Recorded information

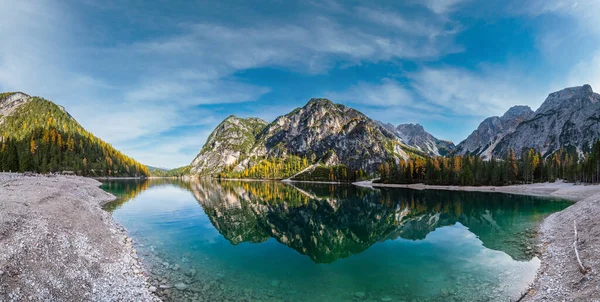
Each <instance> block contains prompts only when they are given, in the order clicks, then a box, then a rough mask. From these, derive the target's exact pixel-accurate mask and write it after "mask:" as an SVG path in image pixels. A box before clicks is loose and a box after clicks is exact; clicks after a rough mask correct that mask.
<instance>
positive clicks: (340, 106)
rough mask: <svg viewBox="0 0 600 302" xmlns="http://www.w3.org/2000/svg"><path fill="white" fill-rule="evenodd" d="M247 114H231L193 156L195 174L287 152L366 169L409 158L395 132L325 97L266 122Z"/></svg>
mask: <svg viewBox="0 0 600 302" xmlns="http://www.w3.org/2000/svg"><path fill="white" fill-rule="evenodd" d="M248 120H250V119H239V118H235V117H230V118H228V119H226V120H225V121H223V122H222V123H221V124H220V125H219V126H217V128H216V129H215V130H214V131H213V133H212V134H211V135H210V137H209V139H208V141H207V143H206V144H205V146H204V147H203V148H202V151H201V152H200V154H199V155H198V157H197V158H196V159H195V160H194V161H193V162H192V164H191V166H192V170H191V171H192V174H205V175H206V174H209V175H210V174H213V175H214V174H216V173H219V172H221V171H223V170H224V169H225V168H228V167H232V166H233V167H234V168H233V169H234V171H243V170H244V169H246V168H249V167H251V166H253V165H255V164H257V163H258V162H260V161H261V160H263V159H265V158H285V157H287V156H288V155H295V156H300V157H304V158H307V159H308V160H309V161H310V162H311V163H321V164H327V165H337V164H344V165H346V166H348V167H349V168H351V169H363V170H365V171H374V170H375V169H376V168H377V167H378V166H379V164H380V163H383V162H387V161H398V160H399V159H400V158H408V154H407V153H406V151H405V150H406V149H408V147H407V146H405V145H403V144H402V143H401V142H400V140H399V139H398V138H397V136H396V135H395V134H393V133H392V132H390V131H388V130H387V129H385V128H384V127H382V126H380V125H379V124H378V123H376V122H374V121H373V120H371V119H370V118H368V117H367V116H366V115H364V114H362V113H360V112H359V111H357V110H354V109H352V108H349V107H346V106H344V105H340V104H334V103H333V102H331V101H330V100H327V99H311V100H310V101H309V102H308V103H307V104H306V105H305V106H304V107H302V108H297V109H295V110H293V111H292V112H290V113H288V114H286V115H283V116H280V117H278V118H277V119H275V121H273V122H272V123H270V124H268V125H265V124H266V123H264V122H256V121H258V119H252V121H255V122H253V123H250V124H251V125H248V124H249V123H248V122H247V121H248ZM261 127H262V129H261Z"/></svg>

Brief
Output exactly the lines from the first line of the records through the line containing "positive clicks: (340, 106)". Leave out every picture.

Solution for this exercise
Each <instance> block contains prompts only when they are given, in the order clicks, then a box, then a rough mask. From these, derive the target's exact pixel-accurate mask and write it after "mask:" as an SVG path in image pixels. A box before clicks is loose and a box after clicks is exact; clicks after a rough mask correct that mask.
<instance>
positive clicks: (340, 106)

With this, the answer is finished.